**THE TASK:**
Quote the listing below in its entirety, omitting every image.
-- BEGIN GIVEN RECORDS --
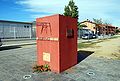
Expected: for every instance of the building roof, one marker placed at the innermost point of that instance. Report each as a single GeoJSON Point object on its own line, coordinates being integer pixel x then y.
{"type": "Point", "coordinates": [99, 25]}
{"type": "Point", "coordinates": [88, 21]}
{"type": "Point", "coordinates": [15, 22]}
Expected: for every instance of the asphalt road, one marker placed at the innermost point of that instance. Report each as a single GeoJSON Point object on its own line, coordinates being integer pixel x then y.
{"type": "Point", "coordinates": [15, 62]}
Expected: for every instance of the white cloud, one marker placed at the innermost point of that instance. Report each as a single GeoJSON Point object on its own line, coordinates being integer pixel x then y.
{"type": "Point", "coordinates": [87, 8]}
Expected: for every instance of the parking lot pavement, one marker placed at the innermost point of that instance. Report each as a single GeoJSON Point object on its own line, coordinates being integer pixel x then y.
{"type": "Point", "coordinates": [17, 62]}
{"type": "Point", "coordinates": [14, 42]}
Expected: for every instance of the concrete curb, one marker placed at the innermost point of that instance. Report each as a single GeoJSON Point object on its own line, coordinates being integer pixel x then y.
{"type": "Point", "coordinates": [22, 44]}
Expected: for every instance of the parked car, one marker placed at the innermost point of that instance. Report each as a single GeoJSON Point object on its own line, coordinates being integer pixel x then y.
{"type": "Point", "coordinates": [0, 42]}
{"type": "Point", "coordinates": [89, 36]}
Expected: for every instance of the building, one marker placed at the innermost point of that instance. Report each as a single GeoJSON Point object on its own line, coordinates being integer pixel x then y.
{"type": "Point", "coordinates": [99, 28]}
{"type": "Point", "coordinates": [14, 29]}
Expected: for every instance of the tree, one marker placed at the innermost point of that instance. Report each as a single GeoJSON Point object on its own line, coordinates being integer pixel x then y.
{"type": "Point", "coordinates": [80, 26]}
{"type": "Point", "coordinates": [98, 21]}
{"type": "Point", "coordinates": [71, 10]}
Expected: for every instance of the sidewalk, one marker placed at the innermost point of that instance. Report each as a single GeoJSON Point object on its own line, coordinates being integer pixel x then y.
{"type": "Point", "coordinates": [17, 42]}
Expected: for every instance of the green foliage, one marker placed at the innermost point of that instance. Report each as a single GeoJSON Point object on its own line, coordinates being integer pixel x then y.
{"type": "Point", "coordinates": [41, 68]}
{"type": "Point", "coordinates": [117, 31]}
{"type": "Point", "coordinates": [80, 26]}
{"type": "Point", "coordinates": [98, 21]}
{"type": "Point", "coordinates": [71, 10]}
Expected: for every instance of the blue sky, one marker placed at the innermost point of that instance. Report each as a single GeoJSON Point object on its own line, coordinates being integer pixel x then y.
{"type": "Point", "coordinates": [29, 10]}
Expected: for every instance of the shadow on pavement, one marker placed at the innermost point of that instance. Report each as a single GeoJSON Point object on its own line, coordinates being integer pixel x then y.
-- END GIVEN RECORDS --
**WRITTEN RESPONSE:**
Expected: for every instance of the building roof, one marker placed at the innermost point of that instance. Report each as a single GeoJSON Point object on its own line, coordinates being integer pixel x then y.
{"type": "Point", "coordinates": [99, 25]}
{"type": "Point", "coordinates": [88, 21]}
{"type": "Point", "coordinates": [15, 22]}
Expected: for every instance of the asphalt road, one marker placed at the innermost point of that instance. Report each as a single GeoJSON Point object on its own line, coordinates being integer pixel x then y.
{"type": "Point", "coordinates": [15, 62]}
Expected: for every instance of the white cloud, one marker placed at the innermost point of that instance. Report each as a single GeoJSON Point object on its own line, coordinates being integer pixel x then y.
{"type": "Point", "coordinates": [87, 8]}
Expected: for every instance of the parking lot pavement, one marker placed at the innermost point of that instance. Report each as a single GeoJSON Point object on its own line, coordinates being integer pixel x then y.
{"type": "Point", "coordinates": [17, 62]}
{"type": "Point", "coordinates": [14, 42]}
Expected: for every instance of the concrete curb, one marker placed at the innermost point of that instance. Report each as a single GeoJSON Point object on its own line, coordinates being integer pixel x then y.
{"type": "Point", "coordinates": [22, 44]}
Expected: for every instance of the parked car, one marker placed at the innermost point of that instance. Report each as a single GeoJSON Point object on its own line, coordinates being integer pixel x then y.
{"type": "Point", "coordinates": [0, 42]}
{"type": "Point", "coordinates": [89, 36]}
Expected: for every instance of the building, one marker placed at the innermost point of that instance. Report each as a single GeoJSON Point object on its own line, coordinates being integer pixel x then y.
{"type": "Point", "coordinates": [99, 28]}
{"type": "Point", "coordinates": [14, 29]}
Expected: for every instance of the tree, one marker placed at the innermost point of that instance. Report each as a single GeoJSON Point object on its own line, coordinates being integer pixel x then y.
{"type": "Point", "coordinates": [80, 26]}
{"type": "Point", "coordinates": [98, 21]}
{"type": "Point", "coordinates": [71, 10]}
Expected: for every instance of the sidewalk, one marker placed at the innermost point of that instance. Report each as a single GeoJSON Point object on its own line, coordinates being integer pixel x then y.
{"type": "Point", "coordinates": [17, 42]}
Expected: for every instance of the green foliage, one marker placed at the innermost point of that instance. Report each as a single GeoJSON Point object on its own line, coordinates being integer pixel x then y.
{"type": "Point", "coordinates": [41, 68]}
{"type": "Point", "coordinates": [117, 31]}
{"type": "Point", "coordinates": [80, 26]}
{"type": "Point", "coordinates": [98, 21]}
{"type": "Point", "coordinates": [71, 10]}
Expected: for every instance of the blue sky, one marker placed at the innermost point of that instance. Report each as a single GeoJSON Point object on its own line, coordinates being integer pixel x then y.
{"type": "Point", "coordinates": [29, 10]}
Expected: for every instance of the shadow on pavement, one marker placed at the innermost point of that instance. Report each as a single GeoJSON Point object on its own line, coordinates being integer pixel x then y.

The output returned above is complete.